Work to complete :: Count the lines in the listing below that contain the string "window", treating uppercase and lowercase as different. Reply with the number alone.

Exercise data ::
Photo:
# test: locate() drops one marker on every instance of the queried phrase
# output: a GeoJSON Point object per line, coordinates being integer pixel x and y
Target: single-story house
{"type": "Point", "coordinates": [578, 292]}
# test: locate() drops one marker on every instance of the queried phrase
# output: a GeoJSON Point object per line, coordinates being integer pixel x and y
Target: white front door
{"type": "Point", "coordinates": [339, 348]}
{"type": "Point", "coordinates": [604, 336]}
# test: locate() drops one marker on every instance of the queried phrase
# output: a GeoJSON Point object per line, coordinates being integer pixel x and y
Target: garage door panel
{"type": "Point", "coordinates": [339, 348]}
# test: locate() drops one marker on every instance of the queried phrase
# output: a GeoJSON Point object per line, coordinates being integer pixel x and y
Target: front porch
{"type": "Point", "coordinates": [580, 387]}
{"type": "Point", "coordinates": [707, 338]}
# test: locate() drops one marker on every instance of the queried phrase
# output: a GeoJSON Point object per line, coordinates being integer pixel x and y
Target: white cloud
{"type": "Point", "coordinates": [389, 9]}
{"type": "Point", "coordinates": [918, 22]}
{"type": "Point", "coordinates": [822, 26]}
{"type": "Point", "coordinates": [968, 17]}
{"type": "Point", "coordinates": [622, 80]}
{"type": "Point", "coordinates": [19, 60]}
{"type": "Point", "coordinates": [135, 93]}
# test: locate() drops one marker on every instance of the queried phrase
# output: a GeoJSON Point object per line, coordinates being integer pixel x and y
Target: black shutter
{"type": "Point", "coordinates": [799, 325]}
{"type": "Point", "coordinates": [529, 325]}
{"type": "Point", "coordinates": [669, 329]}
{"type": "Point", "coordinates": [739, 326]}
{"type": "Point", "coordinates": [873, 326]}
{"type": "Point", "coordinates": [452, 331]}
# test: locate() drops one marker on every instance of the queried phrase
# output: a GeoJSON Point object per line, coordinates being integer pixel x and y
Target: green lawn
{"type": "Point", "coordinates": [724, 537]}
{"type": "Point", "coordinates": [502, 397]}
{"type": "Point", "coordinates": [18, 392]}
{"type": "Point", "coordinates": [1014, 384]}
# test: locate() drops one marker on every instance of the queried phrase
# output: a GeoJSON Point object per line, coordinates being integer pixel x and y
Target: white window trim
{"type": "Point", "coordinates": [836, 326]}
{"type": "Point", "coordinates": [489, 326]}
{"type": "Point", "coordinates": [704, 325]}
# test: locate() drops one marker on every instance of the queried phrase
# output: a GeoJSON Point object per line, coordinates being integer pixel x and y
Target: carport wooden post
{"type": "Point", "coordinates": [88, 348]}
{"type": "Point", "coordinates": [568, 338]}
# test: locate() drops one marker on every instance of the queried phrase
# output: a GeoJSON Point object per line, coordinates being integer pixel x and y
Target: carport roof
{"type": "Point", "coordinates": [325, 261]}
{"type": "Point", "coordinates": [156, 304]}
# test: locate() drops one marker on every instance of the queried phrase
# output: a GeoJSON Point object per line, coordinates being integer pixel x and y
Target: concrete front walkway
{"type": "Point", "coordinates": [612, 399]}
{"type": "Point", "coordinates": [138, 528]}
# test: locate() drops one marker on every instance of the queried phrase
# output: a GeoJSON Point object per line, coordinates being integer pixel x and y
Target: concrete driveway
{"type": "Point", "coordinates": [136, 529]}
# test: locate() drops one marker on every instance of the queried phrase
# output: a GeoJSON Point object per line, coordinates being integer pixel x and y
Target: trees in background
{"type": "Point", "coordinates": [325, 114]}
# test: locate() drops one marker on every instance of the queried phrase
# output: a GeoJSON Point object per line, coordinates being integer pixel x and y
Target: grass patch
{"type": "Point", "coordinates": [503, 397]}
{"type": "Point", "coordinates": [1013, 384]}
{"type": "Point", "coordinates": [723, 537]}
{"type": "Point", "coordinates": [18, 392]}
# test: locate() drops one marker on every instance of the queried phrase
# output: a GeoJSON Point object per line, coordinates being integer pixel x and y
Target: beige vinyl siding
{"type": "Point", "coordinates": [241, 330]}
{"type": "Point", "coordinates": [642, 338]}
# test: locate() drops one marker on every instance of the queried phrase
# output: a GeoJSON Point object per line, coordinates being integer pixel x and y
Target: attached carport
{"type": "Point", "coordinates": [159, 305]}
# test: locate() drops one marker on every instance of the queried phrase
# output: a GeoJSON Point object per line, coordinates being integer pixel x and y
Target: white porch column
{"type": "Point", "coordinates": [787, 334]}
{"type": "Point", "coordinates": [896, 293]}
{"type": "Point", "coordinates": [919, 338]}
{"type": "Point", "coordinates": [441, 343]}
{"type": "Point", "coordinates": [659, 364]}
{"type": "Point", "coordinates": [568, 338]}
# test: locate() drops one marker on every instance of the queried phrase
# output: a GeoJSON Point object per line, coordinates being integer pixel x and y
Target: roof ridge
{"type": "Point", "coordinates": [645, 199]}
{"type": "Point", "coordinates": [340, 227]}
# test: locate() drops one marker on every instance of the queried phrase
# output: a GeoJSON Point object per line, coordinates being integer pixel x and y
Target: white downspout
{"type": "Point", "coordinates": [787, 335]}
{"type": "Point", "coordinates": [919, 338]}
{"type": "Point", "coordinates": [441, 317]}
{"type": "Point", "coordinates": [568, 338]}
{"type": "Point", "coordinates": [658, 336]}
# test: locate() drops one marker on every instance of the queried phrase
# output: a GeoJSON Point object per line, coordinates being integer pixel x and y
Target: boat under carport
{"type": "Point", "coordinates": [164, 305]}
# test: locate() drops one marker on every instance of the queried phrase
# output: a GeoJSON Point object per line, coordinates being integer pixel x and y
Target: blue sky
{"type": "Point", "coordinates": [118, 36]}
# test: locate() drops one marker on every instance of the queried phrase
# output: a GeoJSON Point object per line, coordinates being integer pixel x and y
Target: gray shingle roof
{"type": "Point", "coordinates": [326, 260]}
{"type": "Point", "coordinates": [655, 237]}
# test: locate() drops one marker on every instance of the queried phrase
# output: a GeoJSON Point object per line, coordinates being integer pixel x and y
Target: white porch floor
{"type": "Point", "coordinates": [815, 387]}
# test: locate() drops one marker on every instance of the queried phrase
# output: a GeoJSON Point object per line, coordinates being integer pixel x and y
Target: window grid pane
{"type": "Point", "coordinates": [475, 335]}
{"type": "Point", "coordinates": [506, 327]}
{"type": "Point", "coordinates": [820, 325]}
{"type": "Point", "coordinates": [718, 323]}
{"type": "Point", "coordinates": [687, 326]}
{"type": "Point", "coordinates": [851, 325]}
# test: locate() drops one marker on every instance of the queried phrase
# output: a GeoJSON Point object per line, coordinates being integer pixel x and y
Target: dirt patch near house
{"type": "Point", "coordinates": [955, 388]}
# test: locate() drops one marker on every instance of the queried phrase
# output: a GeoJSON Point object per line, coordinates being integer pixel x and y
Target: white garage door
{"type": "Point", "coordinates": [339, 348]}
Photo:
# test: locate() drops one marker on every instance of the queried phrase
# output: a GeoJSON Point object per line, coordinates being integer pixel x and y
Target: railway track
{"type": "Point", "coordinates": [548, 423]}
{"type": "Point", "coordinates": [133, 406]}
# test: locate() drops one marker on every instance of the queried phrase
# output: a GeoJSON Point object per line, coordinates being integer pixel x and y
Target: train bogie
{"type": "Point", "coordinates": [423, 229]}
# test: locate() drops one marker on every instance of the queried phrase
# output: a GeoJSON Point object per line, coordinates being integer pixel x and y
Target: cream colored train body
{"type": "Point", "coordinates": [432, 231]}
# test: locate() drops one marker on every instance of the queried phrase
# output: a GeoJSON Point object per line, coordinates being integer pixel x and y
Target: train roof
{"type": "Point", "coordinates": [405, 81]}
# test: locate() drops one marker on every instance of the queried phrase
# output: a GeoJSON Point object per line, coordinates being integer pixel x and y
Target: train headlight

Response :: 2